▶ **Records supplied**
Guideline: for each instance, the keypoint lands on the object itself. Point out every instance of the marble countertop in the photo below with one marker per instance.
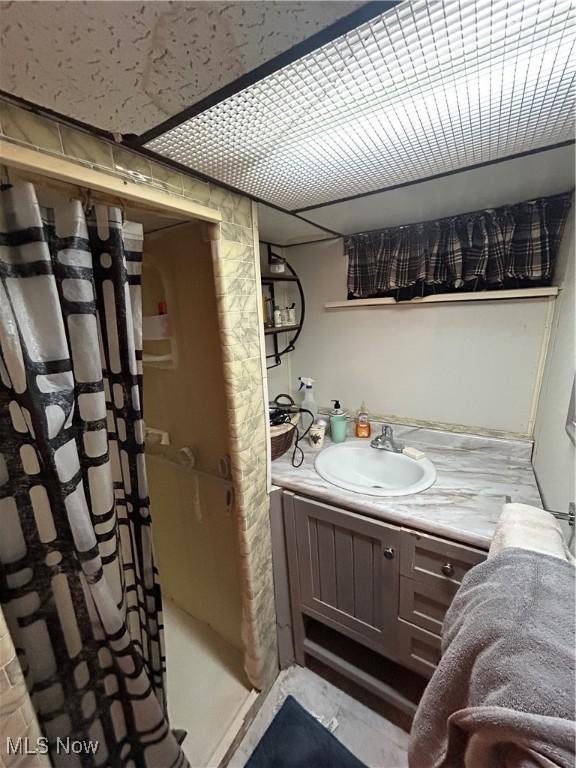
(475, 474)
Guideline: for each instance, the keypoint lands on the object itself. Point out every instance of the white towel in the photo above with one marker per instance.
(527, 527)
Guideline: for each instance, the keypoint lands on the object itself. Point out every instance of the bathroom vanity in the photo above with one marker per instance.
(360, 578)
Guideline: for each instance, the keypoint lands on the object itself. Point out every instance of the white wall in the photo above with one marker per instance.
(470, 364)
(554, 453)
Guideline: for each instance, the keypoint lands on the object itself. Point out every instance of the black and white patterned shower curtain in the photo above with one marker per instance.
(78, 582)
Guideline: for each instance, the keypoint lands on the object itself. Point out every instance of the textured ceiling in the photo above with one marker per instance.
(127, 66)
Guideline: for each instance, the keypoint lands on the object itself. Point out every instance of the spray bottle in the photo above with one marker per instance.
(308, 402)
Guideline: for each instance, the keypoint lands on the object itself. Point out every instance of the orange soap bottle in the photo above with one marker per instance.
(363, 422)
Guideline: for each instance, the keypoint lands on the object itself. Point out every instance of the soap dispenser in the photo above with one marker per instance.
(338, 423)
(363, 422)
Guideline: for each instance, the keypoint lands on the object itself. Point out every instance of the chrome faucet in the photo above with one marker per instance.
(385, 441)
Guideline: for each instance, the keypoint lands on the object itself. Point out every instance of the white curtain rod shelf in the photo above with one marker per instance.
(440, 298)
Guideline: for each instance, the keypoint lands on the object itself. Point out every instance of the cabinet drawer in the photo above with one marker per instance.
(424, 557)
(418, 649)
(425, 601)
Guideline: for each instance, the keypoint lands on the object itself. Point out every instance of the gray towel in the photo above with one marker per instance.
(503, 693)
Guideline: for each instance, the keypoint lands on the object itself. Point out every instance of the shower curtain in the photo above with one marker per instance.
(78, 584)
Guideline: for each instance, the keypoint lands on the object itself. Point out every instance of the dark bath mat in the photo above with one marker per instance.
(294, 739)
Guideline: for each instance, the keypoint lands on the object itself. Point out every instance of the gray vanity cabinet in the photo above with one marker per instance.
(348, 570)
(381, 585)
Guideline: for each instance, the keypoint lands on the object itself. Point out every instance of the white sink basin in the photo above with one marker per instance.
(356, 466)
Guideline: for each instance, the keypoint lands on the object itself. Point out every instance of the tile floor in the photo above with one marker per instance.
(374, 740)
(207, 692)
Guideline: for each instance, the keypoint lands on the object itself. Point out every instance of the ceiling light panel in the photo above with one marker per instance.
(427, 87)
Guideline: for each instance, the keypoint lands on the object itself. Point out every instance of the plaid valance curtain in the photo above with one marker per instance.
(512, 246)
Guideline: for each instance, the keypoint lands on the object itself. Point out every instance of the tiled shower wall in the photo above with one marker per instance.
(237, 281)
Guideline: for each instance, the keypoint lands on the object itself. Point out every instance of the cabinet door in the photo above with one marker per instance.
(348, 572)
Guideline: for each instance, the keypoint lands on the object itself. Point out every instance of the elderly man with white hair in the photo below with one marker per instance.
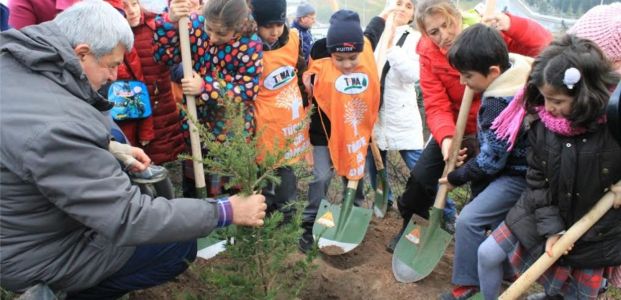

▶ **Problem statement**
Rewrite the entire listing above, replacing every "Guideline" with "Rule" and changing nothing else. Leave the pictures out of your version.

▶ **Problem solution**
Rule: for each instance, the keypoint lands on the object itself. Point out every instance of the marble countertop in the photo below with one marker per instance.
(475, 474)
Rule: for each instance, the keypoint lands on the object itself. Point out every instance of the white towel in the photo above with one marker per instance.
(527, 527)
Rule: for each instance, the keypoint lands on the object itself. Point out every instance of the bathroom vanity in the photo above with one marker per instance.
(360, 578)
Rule: for each instance, the keypoint lands on the object itself. Point out every instance of the white wall in the photo above with one marker per instance.
(470, 364)
(554, 453)
Rule: for each instance, the keypoint lands on the object itself. Point out every instance of the black and white patterned shower curtain in the photo above with one marker per instance.
(78, 582)
Rule: for each instance, the keypoint lands on the object itself. Point out every instance of the textured ceiling in the photo above with one marker per instance.
(127, 66)
Rule: for each instance, the keypoint lands on the object itself. Point out every instance of the spray bottle in the photo above with one marker per instance.
(308, 402)
Rule: for each instance, the keypoint lands on the object itself. Point out every instance of the orange soap bottle in the photo above with one marker per instance.
(363, 422)
Rule: for each instance, the keypoint lands on the object itself. Point out every instance of the soap dispenser in the photo above with one marker per instance.
(338, 423)
(363, 422)
Rule: for each instance, the keypoint lands on the object itself. Point out every instance of the chrome faucet in the photo above with one marker per instance.
(385, 441)
Rule: for each instance, the keypoint lands on the object itself. Point out every instance of the white curtain rod shelf in the photo above with one marker per instance.
(440, 298)
Rule: for each instance, the keypoint lands on the object itself. Point out every instance of the cabinet drawer in the photo above with one marker per instance.
(424, 557)
(418, 649)
(425, 601)
Rule: for each instance, the keypoint lands on the object itself. Point out every instance of the gray towel in the photo above with one marker per instance.
(503, 693)
Rule: for each instance, the keypoint lands on the object itself. Point out every instance of the shower curtain in the photo above with one marker per instance.
(78, 584)
Rule: for each instance, the keypoint lands on the object itself. Point out every instance of the dark bath mat in the photo above with one marker per instance.
(294, 739)
Rule: for each instance, the keypoint lands on the object itself. Point out every instance of the gray vanity cabinet in the photo above with one marker per instance.
(348, 570)
(381, 585)
Rule: for each instance, the keypoint lands on the object itself. Point out every instance of the white sink basin in the photo above with one marker per instance.
(356, 466)
Rule: for each instance, the keypoint lands on the object itself. Point out every instance of the tile floor in the photo above with one marker per instance.
(374, 740)
(207, 692)
Rule: for each instance, the keypoint lands on the object itself. Point out every instance of the ceiling light panel in the photo above with one marker per instance.
(427, 87)
Rule: for each instance, the keypoint lands on the object itself. Point out every instance of the plaid valance curtain in the photo above with one marker per instance.
(512, 246)
Rule: for each instance, the keypoint lands on the object itself. Point out every instance of the tiled shower wall in the photo above with one marker per instance.
(237, 281)
Rule: for each instance, the keypoint lands on the object itself. Point out every instance of the cabinet door in the photo above with one marker per instance.
(348, 572)
Rule: for each instance, the keypoint lands on the object itself. Point out every instance of the elderly man with white hair in the photo below with one marker per instance.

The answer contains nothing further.